### Action item
Give back every entry, exactly as written.

### Recorded information

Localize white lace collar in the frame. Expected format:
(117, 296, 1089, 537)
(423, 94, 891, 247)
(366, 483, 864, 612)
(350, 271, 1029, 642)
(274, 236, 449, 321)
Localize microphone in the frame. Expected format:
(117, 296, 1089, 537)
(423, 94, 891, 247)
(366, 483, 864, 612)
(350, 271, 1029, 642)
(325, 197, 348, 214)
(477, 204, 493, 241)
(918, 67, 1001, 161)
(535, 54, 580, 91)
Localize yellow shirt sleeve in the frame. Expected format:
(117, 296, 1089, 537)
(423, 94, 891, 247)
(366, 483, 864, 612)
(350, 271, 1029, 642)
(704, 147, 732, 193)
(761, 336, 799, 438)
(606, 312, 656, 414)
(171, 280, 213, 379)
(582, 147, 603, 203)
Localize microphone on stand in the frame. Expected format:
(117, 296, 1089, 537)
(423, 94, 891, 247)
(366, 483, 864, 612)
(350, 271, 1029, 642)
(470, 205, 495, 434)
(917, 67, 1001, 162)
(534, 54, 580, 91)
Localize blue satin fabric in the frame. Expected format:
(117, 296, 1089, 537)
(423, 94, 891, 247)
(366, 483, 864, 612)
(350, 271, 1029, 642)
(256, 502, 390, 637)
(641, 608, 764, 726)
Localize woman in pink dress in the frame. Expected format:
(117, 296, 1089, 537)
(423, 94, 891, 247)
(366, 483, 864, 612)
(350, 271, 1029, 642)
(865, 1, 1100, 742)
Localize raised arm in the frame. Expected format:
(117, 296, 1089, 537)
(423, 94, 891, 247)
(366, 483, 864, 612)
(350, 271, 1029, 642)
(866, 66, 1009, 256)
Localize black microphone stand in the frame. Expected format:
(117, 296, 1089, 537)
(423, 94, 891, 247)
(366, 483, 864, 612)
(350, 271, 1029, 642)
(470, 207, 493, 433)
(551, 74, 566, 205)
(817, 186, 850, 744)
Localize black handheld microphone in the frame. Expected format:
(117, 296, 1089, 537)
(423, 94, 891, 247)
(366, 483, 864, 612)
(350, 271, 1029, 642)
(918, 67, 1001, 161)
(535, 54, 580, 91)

### Result
Localize white lace collar in the frame. Expected format:
(117, 296, 1089, 537)
(423, 94, 891, 247)
(366, 483, 864, 612)
(350, 271, 1029, 642)
(274, 236, 449, 321)
Localize microphone in the frame. Expected format:
(117, 296, 1089, 537)
(423, 94, 891, 247)
(366, 483, 864, 612)
(350, 271, 1029, 642)
(325, 197, 348, 214)
(477, 204, 493, 241)
(918, 67, 1001, 161)
(535, 54, 580, 91)
Localize yellow shirt sleeve in the frame. Expected format:
(117, 296, 1089, 537)
(423, 94, 891, 247)
(366, 483, 864, 612)
(350, 271, 1029, 642)
(704, 147, 732, 193)
(761, 336, 799, 438)
(606, 312, 656, 414)
(171, 280, 213, 379)
(582, 147, 603, 203)
Localize microphone on stand in the frame. Expected format:
(117, 296, 1089, 537)
(423, 94, 891, 247)
(366, 483, 864, 612)
(350, 271, 1029, 642)
(470, 205, 495, 434)
(917, 67, 1001, 162)
(534, 54, 580, 91)
Localize blue satin fabric in the frame. Expected format:
(117, 296, 1089, 537)
(423, 94, 891, 247)
(366, 483, 864, 612)
(350, 271, 1029, 642)
(256, 502, 390, 637)
(641, 608, 764, 726)
Localize woman in pink dress in the frame. Expected format:
(117, 296, 1089, 537)
(423, 94, 891, 247)
(366, 483, 864, 612)
(350, 271, 1029, 642)
(865, 1, 1100, 742)
Localize raised arm in the frame. Expected format:
(117, 296, 1089, 537)
(423, 94, 891, 247)
(366, 483, 864, 612)
(350, 271, 1029, 642)
(866, 66, 1009, 256)
Localize black microphone stand in the frame. Expected format:
(117, 296, 1089, 537)
(423, 94, 891, 247)
(366, 483, 864, 612)
(350, 271, 1029, 642)
(470, 207, 493, 433)
(551, 74, 566, 205)
(817, 186, 850, 744)
Localize black handheld microphone in the frame. Expected format:
(117, 296, 1089, 537)
(423, 94, 891, 247)
(366, 483, 864, 612)
(350, 271, 1029, 642)
(918, 67, 1001, 161)
(535, 54, 580, 91)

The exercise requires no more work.